(WHAT YOU ARE ASKED TO DO): The answer should be an exact copy of the lines from the line with "For every instance" through the last line of the entries, and no other lines.

· · ·

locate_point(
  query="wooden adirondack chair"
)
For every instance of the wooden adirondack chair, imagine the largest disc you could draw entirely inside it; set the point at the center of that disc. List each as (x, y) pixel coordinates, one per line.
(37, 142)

· · ·

(THE COMPLETED TASK):
For every instance of the wooden adirondack chair, imagine the largest disc you could draw entirely inside it; set the point at the center of that disc. List each as (x, y) pixel coordinates, one per line.
(37, 142)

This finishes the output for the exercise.